> **Short task 1**
Express the records as a JSON list of strings, one string per line and no blank lines, from the line with "of the tree" up to and including the last line of the records. Leave out the pictures.
# Start of Text block
In addition, in the southern part of Nansha, soft soils are widely distributed, with thicknesses generally exceeding 15 m and locally surpassing 25 m, as shown in the soft soil thickness map in Figure 7A. The subsidence rate map of Nansha District (Figure 4A) reveals that widespread mild subsidence is present in the southern areas, the spatial pattern is similar to the distribution of thick soft soil layers. After excluding monitoring points within construction and aquaculture zones, subsidence rates across six soft soil thickness intervals were compared with the corresponding soil thickness, as shown in Figure 7B. The measured average subsidence rates exhibited a strong positive correlation with soft soil thickness. For thickness ranges of <10 m, 10–15 m, 15–20 m, 20–25 m, 25–30 m and >30 m, the corresponding average subsidence rates were −1.5 mm/year, 0.8 mm/year, 2.0 mm/year, 6.1 mm/year, 8.1 mm/year and 7.6 mm/year, respectively. The results demonstrate a clear positive correlation between average subsidence rates and soft soil thickness. However, when the soft soil thickness exceeds 30 m, the correlation becomes weaker, mainly because areas with thickness greater than 30 m are largely aquaculture zones with fewer monitoring points. Therefore, in this work, the fitting was performed using average subsidence rates corresponding to soft soil thicknesses below 30 m. A linear fit yielded a high coefficient of determination (R2 = 0.959), while a second-order polynomial fit provided an even better approximation of the data, with an R2 value of 0.974, as illustrated in Figure 7C.
# End of Text block
# Start of Data section
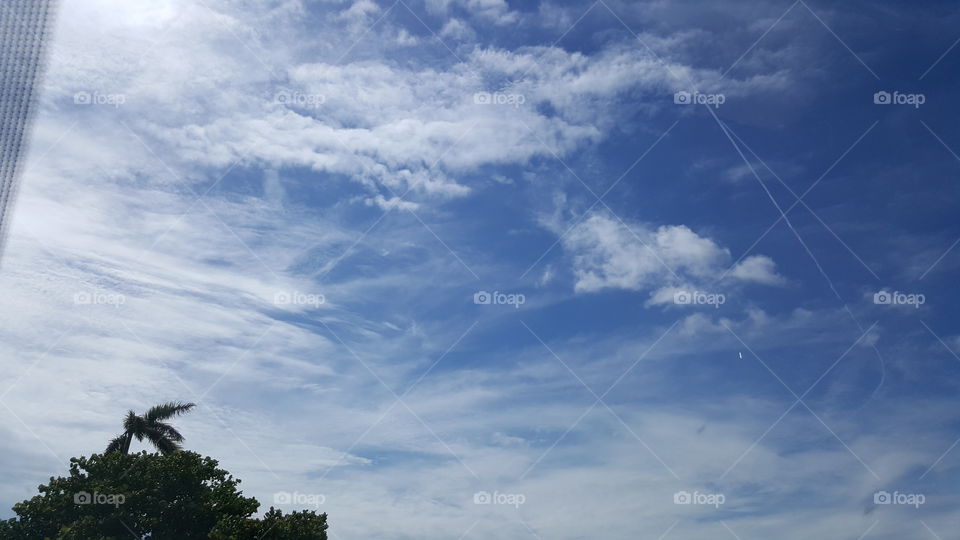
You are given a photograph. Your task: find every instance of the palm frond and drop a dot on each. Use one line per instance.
(168, 431)
(166, 410)
(116, 444)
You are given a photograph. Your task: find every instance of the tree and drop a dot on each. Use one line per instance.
(181, 495)
(152, 427)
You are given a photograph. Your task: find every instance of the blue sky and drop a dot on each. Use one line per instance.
(284, 211)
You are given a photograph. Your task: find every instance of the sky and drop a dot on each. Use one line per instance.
(462, 269)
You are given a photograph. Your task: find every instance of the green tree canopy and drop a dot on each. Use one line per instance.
(181, 495)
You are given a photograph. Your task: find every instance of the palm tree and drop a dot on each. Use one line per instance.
(152, 427)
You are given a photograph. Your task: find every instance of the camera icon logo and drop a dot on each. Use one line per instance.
(882, 98)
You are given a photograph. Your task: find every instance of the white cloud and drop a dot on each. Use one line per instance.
(607, 253)
(758, 269)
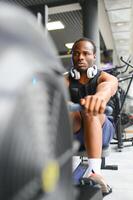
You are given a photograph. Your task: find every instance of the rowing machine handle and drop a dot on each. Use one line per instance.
(73, 107)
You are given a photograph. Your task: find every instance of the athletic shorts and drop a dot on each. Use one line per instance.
(108, 133)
# End of Data section
> **Short task 2**
Quote the passage on soft soil thickness and subsidence in Nansha in full.

> **Reply 1**
[
  "You are given a photograph. Your task: find every instance of the tree and drop a dot on each. Use one line per instance.",
  "(181, 495)",
  "(152, 427)",
  "You are given a photograph. Your task: find every instance of the blue sky and drop a dot on each. Use one line per instance.",
  "(284, 211)",
  "You are given a photograph. Your task: find every instance of the sky and drop a dot on each. Use one line per instance.",
  "(462, 269)",
  "You are given a photograph. Your task: find every instance of the green tree canopy and drop a dot on each. Use one line per instance.",
  "(181, 495)",
  "You are given a photograph. Your task: find every instance of the palm tree and drop a dot on each. Use one line per instance.",
  "(152, 427)",
  "You are given a photograph. Your task: find every instance of the camera icon logo and drop a dot on each. Use one line per instance.",
  "(882, 98)",
  "You are given a photograph. Your task: find every instance of the white cloud and drop a dot on each. Use one line per instance.",
  "(607, 253)",
  "(758, 269)",
  "You are given a photograph. Your task: find every instance of the rowing machine handle and drop a dot on each. Use one line per instance.",
  "(73, 107)",
  "You are given a photograph. Your task: find every instance of the athletic shorts and drop a dot on each. Use one line per instance.",
  "(108, 133)"
]

> **Reply 2**
In addition, in the southern part of Nansha, soft soils are widely distributed, with thicknesses generally exceeding 15 m and locally surpassing 25 m, as shown in the soft soil thickness map in Figure 7A. The subsidence rate map of Nansha District (Figure 4A) reveals that widespread mild subsidence is present in the southern areas, the spatial pattern is similar to the distribution of thick soft soil layers. After excluding monitoring points within construction and aquaculture zones, subsidence rates across six soft soil thickness intervals were compared with the corresponding soil thickness, as shown in Figure 7B. The measured average subsidence rates exhibited a strong positive correlation with soft soil thickness. For thickness ranges of <10 m, 10–15 m, 15–20 m, 20–25 m, 25–30 m and >30 m, the corresponding average subsidence rates were −1.5 mm/year, 0.8 mm/year, 2.0 mm/year, 6.1 mm/year, 8.1 mm/year and 7.6 mm/year, respectively. The results demonstrate a clear positive correlation between average subsidence rates and soft soil thickness. However, when the soft soil thickness exceeds 30 m, the correlation becomes weaker, mainly because areas with thickness greater than 30 m are largely aquaculture zones with fewer monitoring points. Therefore, in this work, the fitting was performed using average subsidence rates corresponding to soft soil thicknesses below 30 m. A linear fit yielded a high coefficient of determination (R2 = 0.959), while a second-order polynomial fit provided an even better approximation of the data, with an R2 value of 0.974, as illustrated in Figure 7C.